Written task:
Skip the pictures and extract all of the lines exactly as written.

The records:
-------------------------
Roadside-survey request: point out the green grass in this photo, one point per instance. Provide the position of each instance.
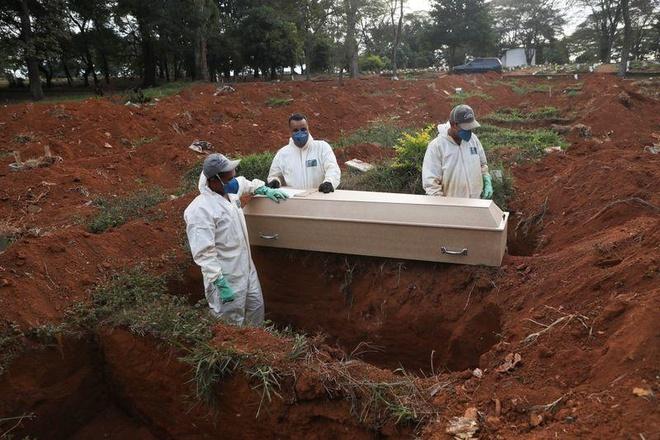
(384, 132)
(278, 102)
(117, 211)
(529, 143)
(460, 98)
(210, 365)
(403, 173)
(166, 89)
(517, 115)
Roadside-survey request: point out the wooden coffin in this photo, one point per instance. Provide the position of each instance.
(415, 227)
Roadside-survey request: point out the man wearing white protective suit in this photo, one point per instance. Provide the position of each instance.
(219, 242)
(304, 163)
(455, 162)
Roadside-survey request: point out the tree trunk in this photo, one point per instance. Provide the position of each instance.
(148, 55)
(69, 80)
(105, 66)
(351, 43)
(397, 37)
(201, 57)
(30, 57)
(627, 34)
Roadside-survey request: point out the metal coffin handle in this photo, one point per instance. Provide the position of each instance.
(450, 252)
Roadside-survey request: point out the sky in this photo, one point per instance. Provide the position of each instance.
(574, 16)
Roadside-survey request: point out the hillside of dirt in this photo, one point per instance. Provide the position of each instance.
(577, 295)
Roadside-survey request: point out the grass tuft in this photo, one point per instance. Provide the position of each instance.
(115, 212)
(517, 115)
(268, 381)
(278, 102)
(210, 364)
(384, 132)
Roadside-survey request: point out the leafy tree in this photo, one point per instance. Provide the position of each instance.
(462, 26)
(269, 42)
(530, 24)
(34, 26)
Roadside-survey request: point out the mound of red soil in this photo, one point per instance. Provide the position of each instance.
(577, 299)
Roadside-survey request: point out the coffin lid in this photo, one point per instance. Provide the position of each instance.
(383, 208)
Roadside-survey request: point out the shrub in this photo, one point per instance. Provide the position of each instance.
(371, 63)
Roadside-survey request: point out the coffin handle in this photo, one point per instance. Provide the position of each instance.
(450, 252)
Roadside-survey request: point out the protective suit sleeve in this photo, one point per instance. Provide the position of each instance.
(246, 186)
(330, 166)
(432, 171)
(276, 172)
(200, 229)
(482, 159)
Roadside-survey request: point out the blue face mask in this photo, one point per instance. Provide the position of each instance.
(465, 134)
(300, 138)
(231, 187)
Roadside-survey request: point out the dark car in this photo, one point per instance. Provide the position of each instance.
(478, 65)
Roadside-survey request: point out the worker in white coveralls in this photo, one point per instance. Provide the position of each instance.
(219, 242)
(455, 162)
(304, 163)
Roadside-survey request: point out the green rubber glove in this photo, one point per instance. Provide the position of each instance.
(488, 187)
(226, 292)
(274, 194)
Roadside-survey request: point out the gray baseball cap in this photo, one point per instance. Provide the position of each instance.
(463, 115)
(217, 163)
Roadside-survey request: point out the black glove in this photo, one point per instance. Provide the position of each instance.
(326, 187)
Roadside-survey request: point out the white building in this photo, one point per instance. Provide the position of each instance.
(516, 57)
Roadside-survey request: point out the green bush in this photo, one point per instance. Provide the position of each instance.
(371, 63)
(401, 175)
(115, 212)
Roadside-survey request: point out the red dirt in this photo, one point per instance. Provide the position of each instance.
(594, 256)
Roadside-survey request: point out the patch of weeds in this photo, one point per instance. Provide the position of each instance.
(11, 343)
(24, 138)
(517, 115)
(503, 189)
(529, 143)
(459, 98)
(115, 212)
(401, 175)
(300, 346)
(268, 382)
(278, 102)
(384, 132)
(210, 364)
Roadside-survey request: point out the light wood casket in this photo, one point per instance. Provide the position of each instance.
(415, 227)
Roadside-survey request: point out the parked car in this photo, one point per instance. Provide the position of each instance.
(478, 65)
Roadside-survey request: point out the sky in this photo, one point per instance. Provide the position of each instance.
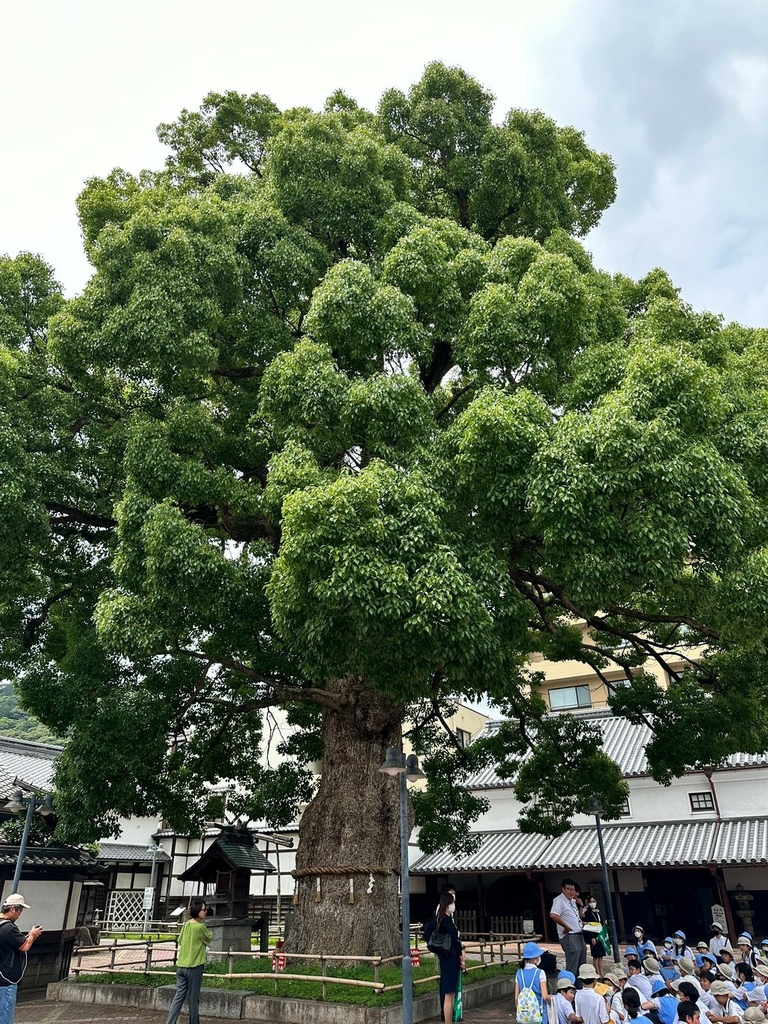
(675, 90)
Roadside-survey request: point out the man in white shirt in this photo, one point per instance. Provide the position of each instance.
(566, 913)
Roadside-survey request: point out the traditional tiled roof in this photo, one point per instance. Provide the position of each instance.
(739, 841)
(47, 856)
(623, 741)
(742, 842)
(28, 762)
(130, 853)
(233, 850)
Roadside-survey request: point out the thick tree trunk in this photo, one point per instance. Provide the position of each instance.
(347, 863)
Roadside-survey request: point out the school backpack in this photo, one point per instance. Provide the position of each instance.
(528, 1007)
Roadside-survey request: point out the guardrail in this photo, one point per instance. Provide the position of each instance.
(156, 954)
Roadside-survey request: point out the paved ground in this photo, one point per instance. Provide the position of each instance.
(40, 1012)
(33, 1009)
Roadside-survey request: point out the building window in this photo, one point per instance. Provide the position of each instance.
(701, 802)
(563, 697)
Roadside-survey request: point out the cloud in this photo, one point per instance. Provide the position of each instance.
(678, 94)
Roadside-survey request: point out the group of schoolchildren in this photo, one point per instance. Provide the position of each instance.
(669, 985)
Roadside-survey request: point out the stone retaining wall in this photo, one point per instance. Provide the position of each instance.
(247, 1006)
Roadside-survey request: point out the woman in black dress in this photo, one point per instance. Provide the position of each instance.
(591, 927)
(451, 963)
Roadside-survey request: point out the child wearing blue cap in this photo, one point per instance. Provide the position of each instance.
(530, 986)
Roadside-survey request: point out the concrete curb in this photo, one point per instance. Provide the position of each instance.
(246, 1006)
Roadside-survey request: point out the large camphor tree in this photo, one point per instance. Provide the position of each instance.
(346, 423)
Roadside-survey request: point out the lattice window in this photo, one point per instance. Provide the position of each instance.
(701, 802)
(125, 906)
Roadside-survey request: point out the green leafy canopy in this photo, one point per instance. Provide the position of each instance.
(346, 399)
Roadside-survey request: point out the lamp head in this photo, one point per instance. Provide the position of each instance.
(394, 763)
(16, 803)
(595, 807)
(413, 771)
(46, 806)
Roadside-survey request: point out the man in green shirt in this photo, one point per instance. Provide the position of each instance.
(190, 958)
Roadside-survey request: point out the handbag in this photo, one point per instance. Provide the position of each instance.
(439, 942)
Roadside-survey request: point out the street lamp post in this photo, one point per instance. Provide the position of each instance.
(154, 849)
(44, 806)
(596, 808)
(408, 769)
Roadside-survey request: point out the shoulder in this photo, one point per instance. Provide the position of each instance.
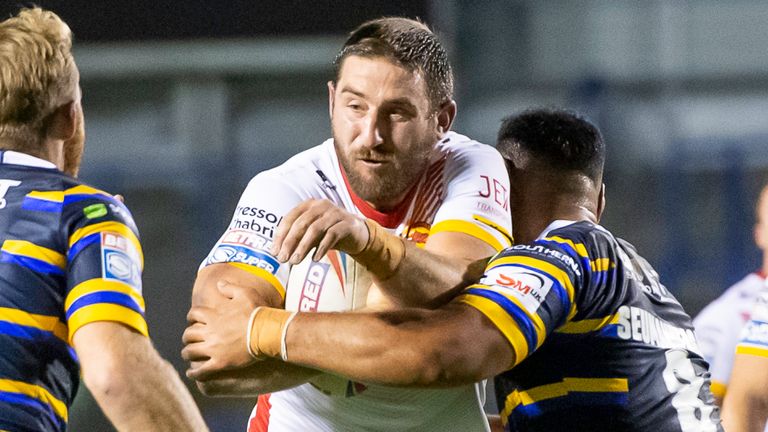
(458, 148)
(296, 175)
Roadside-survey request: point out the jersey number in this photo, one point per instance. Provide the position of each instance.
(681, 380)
-------------------------
The solution:
Roadside-survey request: point out the green grass in this photo, one point per instance. Provide the position of each instance.
(384, 132)
(278, 102)
(117, 211)
(529, 143)
(460, 98)
(210, 365)
(403, 173)
(166, 89)
(517, 115)
Roadside-survey request: point out the wooden coffin in this photo, one point per instance. Provide the position of each instance.
(415, 227)
Roadside-survey request: point out the man wearing white protective suit in this photo, one point per instance. Provide the position of each instance.
(219, 242)
(304, 163)
(455, 162)
Roadside-survey request: point out the tree trunk in this photo, one point per instance. Provide the position of each instance.
(148, 55)
(69, 80)
(105, 66)
(351, 43)
(397, 37)
(201, 57)
(30, 57)
(627, 34)
Roadside-survey request: point out the metal coffin handle in this photo, one point per instance. Provide the position of each instance.
(450, 252)
Roadside-survey request: point out the sky in this photo, one point per instance. Provide the position of each instance.
(574, 16)
Roadside-survey request: point out the hillside of dirt in this photo, one point per instance. Provide the position of each instance.
(577, 295)
Roadside-survey request: point out the grass tuft in this photo, one point per instance. Provide the position of each instance.
(115, 212)
(517, 115)
(268, 381)
(278, 102)
(210, 364)
(384, 132)
Roadside-survey request: point out the leafy tree in this photo, one point per instance. Provide the position of each instance.
(462, 26)
(269, 42)
(530, 24)
(34, 26)
Roadside-survey request: point out the mound of red soil in this photo, one point per instance. Provide the position of each instance.
(577, 299)
Roadside-survey request: point out the coffin lid in this photo, one point per instance. Provide the position of each instance.
(383, 208)
Roadside-survey request: point out the shrub in this photo, one point per instance. Provide the position of each instance.
(371, 63)
Roadside-survey request: point out the coffin handle in this photo, one point per instance. Provide the position of each instance.
(450, 252)
Roadside-survey request: point out the protective suit sleeve in this photo, one point per instance. Provide the position of each instance.
(246, 186)
(330, 166)
(432, 171)
(276, 172)
(200, 229)
(482, 159)
Roadside-survey request: point out the blue face mask in this photo, one point per instance. Provide the position of each instance.
(465, 134)
(300, 138)
(231, 187)
Roadside-survey request: point out the dark car in this photo, one point per instance. Provide the position of each instance.
(478, 65)
Roadside-survey request: point out the worker in white coveralls in this photo, one point per instance. Provide the position of each instance.
(219, 242)
(455, 162)
(304, 163)
Roadside-survey request: point out the green rubber glove in this photo, one point per instance. Provide the position of each instance.
(488, 187)
(226, 292)
(274, 194)
Roadside-survey request: point out the gray baseball cap in this photo, one point per instance. Provide the position of each instance.
(463, 115)
(217, 163)
Roadside-survey request: point out the black glove in this photo, one point per instance. Provide the position of each instance.
(326, 187)
Roadside-survey request: point out the white building in this photo, one point per instance. Provide the position of each instance.
(516, 57)
Roadside-survey request: point out the green bush in this photo, one point per instance. Provide the position of each instance.
(371, 63)
(401, 175)
(115, 212)
Roadside-survey request: point out the red dirt in this photo, one point per instance. Provide the position of each instance.
(594, 256)
Roadside-survey request: point out the patch of weeds in this photo, one point per instance. Provide the position of each instance.
(11, 343)
(24, 138)
(517, 115)
(503, 189)
(529, 143)
(459, 98)
(115, 212)
(401, 175)
(300, 346)
(268, 382)
(278, 102)
(384, 132)
(210, 364)
Roadside-survey request: point out the light wood casket in this photo, one point per instance. Provide the position of each instance.
(415, 227)
Roadside-survey request: point out the parked car in this photo, one point per instance. Provide the position of each instance.
(478, 65)
Roadside-survey request: point out the sky in this photo, one point per instance. Provide the position of each instance.
(675, 90)
Roadside-survey request: point out the man in white shirt in this photo, one point per instance. Provide the position of each instance.
(566, 913)
Roadside-survey request: point out the traditional tiled roof in this photo, one point per instance. Provide the position of each instance.
(739, 841)
(47, 856)
(623, 741)
(742, 842)
(28, 762)
(130, 853)
(233, 850)
Roadside-survey request: point out the thick tree trunk in this photo, one point per instance. Provide the position of each instance.
(347, 863)
Roadside-survey request: point out the school backpack in this photo, one point per instance. Provide the position of each instance.
(528, 1007)
Roadside-survey request: point out the guardrail in this photo, one point per instance. Provide the position of each instance.
(156, 954)
Roadside-survey request: point out the paved ground in this photo, one point per instance. Provide the position of each instance.
(40, 1012)
(33, 1009)
Roadside-survey request: point out the building window in this photo, one point per instance. Provide the position of each instance.
(701, 802)
(563, 697)
Roadside-survey request: point out the cloud in this photo, one point per instance. Provide the position of each instance.
(678, 94)
Roadside-survey request: point out the group of schoolchildren in this photo, one point per instance. Provide the position of each instance.
(669, 985)
Roadside-survey request: point out the stone retaining wall in this photo, one point per instance. Provide the position of each instance.
(247, 1006)
Roadside-survey request: point out the woman in black dress in this photo, one point per instance. Provide the position of each instance.
(591, 927)
(451, 963)
Roadside-survey request: point out the child wearing blue cap in this photo, one point per instance. Provide the position of each instance.
(530, 986)
Roadside-survey request: point out the concrete curb in this photo, one point per instance. Provide the position of each instance.
(246, 1006)
Roadside-survey request: point out the large camphor tree in this photo, one point per instance. Provide the position of each instance.
(346, 423)
Roadside-survey request: point out the lattice window in this photo, one point per instance. Provide the position of each instance.
(701, 802)
(125, 906)
Roadside-survey request: point out the green leafy canopy in this photo, one point per instance. Provide the position of each instance.
(346, 399)
Roadside-survey request: point out the lamp head in this photo, one point per instance. Provide the position of each instance.
(394, 763)
(16, 803)
(595, 807)
(413, 771)
(46, 806)
Roadside-survey request: point out the man in green shirt in this photo, one point per instance. Provide the position of each instance.
(190, 958)
Roadside-survey request: point out the handbag in this photo, one point per instance. Provide the position of each instance.
(439, 942)
Roadside-survey request: point out the street lamp post in this photo, one point per instance. Provide the position of each instance.
(154, 849)
(44, 806)
(596, 808)
(408, 769)
Roadside-survey request: point out the shoulder in this photo, one point per instance. Provide the position of each instance.
(458, 148)
(296, 175)
Roadside-survey request: point out the jersey number in this photo, one point per instance. Provide the position of each instance.
(681, 380)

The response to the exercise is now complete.